▸ Task brief: Using the entries that follow, collect the lines where the word "below" appears.

▸ Given data:
───

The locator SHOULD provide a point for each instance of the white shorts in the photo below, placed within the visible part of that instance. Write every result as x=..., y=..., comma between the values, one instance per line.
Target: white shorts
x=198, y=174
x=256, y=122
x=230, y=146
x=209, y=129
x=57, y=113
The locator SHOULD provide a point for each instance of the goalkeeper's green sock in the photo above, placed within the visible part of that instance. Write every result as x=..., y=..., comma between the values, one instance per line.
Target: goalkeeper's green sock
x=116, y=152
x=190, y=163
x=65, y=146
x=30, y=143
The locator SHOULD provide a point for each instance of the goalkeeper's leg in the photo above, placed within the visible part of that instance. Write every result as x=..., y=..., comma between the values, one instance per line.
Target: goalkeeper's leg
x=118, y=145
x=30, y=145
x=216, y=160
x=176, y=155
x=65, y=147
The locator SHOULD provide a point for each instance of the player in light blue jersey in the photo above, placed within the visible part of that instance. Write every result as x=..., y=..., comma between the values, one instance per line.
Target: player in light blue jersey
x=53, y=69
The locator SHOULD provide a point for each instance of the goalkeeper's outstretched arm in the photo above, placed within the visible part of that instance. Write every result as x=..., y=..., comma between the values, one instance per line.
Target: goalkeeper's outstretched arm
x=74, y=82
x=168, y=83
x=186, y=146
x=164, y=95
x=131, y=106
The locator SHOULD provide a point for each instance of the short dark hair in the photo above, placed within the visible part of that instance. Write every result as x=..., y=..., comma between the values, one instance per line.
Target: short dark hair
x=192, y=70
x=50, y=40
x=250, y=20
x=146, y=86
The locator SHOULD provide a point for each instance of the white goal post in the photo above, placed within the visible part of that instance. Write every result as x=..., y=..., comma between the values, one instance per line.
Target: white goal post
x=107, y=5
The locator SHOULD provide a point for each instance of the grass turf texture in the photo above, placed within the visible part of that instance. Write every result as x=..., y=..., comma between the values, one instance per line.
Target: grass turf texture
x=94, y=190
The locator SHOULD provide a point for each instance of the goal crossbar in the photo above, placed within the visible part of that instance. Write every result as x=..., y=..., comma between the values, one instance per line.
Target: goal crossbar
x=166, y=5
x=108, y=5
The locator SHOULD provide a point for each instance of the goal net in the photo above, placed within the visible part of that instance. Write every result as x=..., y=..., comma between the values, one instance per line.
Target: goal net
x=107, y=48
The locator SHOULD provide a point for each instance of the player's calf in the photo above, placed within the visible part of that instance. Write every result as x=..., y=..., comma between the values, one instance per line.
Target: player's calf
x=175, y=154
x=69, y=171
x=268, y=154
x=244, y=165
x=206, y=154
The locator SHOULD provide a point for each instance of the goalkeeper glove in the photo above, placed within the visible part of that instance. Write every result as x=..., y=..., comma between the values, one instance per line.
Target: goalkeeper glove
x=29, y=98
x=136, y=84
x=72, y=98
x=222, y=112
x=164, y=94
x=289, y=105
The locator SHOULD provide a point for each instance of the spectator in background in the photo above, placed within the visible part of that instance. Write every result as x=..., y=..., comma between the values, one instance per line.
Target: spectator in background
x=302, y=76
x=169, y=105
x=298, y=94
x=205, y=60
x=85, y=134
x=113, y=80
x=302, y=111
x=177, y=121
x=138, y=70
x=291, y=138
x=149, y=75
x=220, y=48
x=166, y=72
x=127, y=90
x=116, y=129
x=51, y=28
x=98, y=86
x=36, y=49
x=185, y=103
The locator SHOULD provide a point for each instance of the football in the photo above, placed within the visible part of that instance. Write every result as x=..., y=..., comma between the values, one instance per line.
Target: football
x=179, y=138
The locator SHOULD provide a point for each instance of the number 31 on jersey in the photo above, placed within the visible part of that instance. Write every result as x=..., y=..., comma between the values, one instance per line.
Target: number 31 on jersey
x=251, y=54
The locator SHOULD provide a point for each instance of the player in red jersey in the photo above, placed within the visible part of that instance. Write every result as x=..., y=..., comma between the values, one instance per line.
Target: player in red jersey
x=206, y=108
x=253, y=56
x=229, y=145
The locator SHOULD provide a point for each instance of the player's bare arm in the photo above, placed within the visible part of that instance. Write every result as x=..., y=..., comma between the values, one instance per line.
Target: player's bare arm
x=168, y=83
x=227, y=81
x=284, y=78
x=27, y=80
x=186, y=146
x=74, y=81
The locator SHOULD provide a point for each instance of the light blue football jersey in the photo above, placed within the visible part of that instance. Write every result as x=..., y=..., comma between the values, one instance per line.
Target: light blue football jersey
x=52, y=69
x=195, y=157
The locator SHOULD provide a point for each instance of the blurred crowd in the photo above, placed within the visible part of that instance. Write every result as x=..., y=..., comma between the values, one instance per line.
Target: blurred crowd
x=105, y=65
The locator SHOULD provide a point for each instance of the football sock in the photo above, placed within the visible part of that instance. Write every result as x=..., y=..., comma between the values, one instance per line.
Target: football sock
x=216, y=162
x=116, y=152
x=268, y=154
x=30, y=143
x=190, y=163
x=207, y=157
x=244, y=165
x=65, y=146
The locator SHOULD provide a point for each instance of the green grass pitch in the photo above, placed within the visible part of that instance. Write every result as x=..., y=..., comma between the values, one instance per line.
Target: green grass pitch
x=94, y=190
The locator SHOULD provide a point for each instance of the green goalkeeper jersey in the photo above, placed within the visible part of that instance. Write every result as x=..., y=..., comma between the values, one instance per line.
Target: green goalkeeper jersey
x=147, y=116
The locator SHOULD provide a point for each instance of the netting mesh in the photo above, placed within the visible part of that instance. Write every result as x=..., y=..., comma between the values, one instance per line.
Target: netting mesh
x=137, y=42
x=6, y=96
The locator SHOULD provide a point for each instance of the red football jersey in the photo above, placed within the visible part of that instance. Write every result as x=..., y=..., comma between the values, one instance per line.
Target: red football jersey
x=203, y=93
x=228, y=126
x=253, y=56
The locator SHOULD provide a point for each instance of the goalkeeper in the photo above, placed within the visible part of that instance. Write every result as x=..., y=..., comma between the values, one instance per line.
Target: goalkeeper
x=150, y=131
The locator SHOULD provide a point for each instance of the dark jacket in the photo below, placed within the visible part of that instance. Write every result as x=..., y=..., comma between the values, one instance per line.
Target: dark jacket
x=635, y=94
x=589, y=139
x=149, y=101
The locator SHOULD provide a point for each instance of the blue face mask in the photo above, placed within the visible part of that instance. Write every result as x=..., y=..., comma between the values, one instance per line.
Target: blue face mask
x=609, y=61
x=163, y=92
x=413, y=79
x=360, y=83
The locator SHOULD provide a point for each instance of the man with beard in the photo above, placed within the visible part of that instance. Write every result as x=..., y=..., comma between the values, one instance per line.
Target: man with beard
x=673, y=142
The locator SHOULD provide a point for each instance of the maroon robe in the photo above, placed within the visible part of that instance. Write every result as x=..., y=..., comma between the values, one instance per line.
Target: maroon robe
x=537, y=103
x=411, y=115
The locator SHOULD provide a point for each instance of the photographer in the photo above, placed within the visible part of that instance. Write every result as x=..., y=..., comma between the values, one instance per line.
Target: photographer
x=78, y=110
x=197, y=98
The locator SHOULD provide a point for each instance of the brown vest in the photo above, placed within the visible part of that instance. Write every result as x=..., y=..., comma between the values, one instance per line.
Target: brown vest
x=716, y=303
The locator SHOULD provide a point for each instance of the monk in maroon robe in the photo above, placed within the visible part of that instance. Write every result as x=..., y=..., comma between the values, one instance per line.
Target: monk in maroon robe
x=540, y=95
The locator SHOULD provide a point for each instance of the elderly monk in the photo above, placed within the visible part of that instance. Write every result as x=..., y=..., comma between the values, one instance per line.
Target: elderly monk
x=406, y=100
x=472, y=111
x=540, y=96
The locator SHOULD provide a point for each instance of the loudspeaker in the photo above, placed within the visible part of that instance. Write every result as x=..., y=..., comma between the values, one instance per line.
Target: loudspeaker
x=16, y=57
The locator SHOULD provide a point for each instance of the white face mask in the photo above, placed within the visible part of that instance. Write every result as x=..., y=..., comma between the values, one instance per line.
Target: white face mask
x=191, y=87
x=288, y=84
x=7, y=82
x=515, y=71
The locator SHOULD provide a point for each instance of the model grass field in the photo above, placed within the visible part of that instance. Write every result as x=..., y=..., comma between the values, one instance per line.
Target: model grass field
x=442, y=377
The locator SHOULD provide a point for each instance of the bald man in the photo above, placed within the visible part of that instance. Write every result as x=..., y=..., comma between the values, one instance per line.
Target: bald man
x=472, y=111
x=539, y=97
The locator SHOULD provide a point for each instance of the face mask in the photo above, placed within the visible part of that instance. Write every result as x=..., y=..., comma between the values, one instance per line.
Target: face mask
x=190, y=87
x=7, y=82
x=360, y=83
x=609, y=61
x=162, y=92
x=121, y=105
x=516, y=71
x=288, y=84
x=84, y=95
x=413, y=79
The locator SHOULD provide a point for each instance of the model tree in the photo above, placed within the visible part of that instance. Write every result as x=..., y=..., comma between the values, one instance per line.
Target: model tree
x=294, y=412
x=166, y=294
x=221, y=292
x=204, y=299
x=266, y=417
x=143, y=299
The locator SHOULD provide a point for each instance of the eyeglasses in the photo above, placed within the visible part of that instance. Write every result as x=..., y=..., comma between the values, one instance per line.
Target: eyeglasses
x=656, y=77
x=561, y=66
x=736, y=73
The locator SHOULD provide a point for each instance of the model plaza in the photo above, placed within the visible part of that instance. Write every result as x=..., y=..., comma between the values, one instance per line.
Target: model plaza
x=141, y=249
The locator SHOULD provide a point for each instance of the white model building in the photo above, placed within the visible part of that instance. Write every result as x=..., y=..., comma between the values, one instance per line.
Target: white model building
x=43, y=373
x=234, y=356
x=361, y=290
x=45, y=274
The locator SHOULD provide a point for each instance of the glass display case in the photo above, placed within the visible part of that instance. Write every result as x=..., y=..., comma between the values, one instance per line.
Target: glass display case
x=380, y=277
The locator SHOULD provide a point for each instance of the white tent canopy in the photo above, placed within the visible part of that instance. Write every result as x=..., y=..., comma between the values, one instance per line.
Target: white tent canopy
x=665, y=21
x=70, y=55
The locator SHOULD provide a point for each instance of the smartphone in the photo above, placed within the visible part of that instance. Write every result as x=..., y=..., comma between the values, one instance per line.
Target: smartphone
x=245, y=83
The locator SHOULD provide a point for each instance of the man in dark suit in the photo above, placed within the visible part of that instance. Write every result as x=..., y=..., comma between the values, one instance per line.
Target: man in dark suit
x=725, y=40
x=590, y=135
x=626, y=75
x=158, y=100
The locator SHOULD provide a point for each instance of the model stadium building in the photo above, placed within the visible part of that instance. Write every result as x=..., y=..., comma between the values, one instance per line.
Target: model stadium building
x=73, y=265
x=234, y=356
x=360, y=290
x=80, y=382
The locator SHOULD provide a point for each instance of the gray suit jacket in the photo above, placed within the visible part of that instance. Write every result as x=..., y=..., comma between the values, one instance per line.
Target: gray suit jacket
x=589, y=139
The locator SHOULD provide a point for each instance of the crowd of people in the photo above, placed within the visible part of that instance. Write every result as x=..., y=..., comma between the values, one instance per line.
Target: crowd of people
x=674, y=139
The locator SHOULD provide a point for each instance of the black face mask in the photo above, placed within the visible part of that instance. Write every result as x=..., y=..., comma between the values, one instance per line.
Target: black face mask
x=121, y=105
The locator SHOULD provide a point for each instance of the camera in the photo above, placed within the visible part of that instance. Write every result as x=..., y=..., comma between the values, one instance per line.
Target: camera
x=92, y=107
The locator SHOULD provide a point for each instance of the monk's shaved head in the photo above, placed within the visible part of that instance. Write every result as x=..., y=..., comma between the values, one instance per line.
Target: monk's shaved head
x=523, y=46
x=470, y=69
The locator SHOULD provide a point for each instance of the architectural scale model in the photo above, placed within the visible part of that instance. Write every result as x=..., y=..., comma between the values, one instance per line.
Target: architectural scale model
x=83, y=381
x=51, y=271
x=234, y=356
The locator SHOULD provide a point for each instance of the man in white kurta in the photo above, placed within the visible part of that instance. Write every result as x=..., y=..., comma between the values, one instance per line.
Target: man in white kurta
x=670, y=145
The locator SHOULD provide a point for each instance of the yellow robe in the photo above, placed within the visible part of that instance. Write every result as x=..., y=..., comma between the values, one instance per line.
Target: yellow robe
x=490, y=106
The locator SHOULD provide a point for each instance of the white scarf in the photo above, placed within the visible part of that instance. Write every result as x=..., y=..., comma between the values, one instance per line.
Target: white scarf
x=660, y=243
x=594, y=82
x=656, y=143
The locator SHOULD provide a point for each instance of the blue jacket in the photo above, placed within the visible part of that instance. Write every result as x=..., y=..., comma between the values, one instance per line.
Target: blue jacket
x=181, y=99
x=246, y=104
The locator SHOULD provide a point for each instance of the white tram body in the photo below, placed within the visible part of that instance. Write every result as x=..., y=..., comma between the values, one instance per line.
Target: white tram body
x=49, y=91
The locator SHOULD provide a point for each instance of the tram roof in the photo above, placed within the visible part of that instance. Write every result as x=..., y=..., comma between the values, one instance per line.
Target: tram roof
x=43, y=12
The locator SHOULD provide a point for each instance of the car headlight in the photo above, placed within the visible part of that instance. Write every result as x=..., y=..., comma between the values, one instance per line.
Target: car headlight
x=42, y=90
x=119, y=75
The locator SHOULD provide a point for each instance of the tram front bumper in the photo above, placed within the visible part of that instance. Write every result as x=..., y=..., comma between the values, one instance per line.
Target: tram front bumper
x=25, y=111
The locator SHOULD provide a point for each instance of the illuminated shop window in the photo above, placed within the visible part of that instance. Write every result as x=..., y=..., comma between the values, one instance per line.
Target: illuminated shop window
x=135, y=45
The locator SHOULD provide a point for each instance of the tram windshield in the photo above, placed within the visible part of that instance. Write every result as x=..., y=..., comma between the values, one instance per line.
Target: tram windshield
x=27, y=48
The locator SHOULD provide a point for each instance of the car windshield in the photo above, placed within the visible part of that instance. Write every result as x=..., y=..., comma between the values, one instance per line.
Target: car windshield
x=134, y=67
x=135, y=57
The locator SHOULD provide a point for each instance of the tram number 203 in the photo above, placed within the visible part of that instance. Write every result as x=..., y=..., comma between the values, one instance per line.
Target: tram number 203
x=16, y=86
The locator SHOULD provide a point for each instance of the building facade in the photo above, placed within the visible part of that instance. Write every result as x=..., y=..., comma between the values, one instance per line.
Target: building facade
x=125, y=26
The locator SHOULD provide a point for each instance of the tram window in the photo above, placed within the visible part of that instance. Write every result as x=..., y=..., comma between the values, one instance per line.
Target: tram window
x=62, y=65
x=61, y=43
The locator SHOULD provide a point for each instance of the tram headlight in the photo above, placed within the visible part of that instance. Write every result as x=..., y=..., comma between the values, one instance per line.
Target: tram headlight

───

▸ Written solution:
The locator SHOULD provide a point for each instance of the white shorts in the photo below, placed within the visible part of that instance. Write every result as x=..., y=..., comma between the values, one instance per line.
The locator SHOULD provide a point for each instance of the dark jacket in the photo below, placed within the visible part of that instance. Write every result as x=..., y=..., comma between the values, one instance per line.
The locator SHOULD provide a point for each instance of the white tram body in the photo below, placed within the visible part of that instance. Write every result as x=..., y=..., comma between the values, one instance per line.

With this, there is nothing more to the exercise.